Page text:
---------------

Stage 3 cancer the breast cancer has spread beyond the immediate region of the tumor and has possibly invaded nearby lymph nodes and muscles, however the cancer has not spread to organ. Even though this stage is viewed as advanced, there are still many effective treatments. Just like with the other stages of breast cancer, stage 3 is divided into three groups, Stage 3A, Stage 3B, and Stage 3C. These groups are determined by the size of the tumor and if the cancer has spread to the lymph node and surrounding tissue.
Stage 3A breast cancer will include one of the following descriptions:
- There is no tumor associated with cancerous cells OR the tumor can be any size. Also as many as 9 nearby lymph nodes contain cancer.
- The tumor is larger than the size of a small lime being more than 5 centimeter. In addition, small clusters approximately from .2mm to 2 mm of breast cancer cells are found in the lymph nodes.
- Tumor size is over 5 centimeters and cancer has spread to 1-3 lymph nodes, either under the arm or near the breastbone.
Stage 3B breast cancer indicates the tumor is any size. At this point though, the cancer has invaded either the chest wall or breast skin with evidence of swelling, inflammation, or ulcers. It is also possible the breast cancer has seized up to 9 nearby lymph nodes.
Stage 3C breast cancer will indicate one of the following explanations
- Like with inflammatory breast cancer, no tumor is found. OR the tumor may be any size. The cancer also has penetrated the chest wall or breast skin and invaded 10 or more lymph nodes under the arm.
- NO tumor is present in the breast. OR tumor is any size, but also lymph nodes that extended to the collarbone area are found to contain cancer.
This stage may be inoperable, but it is still treatable!
Stage 4 breast cancer does indicate cancer has spread to other areas of the body, including brain, bones, lung, and the liver.
Even though Stage 4 breast cancer is thought to be incurable, there are still many advances that provide better research for treatments. Women can live longer by treating this disease like you would treat any other chronic illness.
Lastly, I want to discuss the how breast cancer is diagnosed. Breast cancer can be diagnosed through several different tests, including a mammogram, ultrasound, MRI, and a biopsy.
A mammogram is an x-ray of the breast. Screening mammograms are used to detect breast cancer in women with not apparent symptoms. Diagnostic mammograms are used after there have been suspicious results on a screening mammogram or signs of breast cancer alert your physician.
There are differences been a typical screening mammogram and a diagnostic mammogram. A diagnostic mammogram takes larger because there are more x-rays taken from multiple different views. This also allows the radiologists administrating the test to zoom in on areas where there are suspicions of additional abnormalities. This type of mammogram can also locate tumors that are too small to feel. The diagnostic mammogram may also find Ductal Carcinoma In Situ, which are abnormal cells in the lining of the breast duct that can become invasive cancer in some women.

---------------

Information:
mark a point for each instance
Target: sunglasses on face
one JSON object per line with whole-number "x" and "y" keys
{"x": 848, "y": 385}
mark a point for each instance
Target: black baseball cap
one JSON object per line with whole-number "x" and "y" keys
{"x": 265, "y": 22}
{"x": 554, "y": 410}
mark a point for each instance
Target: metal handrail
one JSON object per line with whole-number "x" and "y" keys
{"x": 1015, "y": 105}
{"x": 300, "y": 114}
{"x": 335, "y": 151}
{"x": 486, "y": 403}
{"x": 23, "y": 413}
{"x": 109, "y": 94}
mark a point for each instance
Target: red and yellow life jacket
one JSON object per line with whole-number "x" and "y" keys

---------------

Tasks to perform:
1. In the breast cancer page, why does a diagnostic mammogram take longer than a screening mammogram? Answer in one to three sentences.
2. Pick up the breast cancer page after its final sentence and continue it.

Set of answers:
1. A diagnostic mammogram takes longer because more x-rays are taken from multiple different views.

2.
A breast ultrasound is a scan using penetrating sound waves not heard by humans and do not affect or damage the tissue. During the ultrasound the breast tissue will deflect the waves causing echoes. A computer then will use the echoes to create pictures of what is going on inside the tissue.
The MRI is important to get a variety of pictures and perspectives during the diagnostic examination. The MRI can provide access to the extent of the disease. While going through a breast MRI, a magnet that is connected to a computer transmits magnetic energy and radio waves through the breast tissue. The MRI creates detailed pictures of areas within the breast providing images to help a medical professional differentiate between normal and diseased tissue.
A biopsy removes tissues or sometimes fluid from the suspected area. Cells that are removed are examined under a microscope and further tested for presence of breast cancer. A biopsy is the only diagnostic procedure that can determine if the suspected areas are cancerous. The good news about this is, 80% of women that have a biopsy done do not have cancer!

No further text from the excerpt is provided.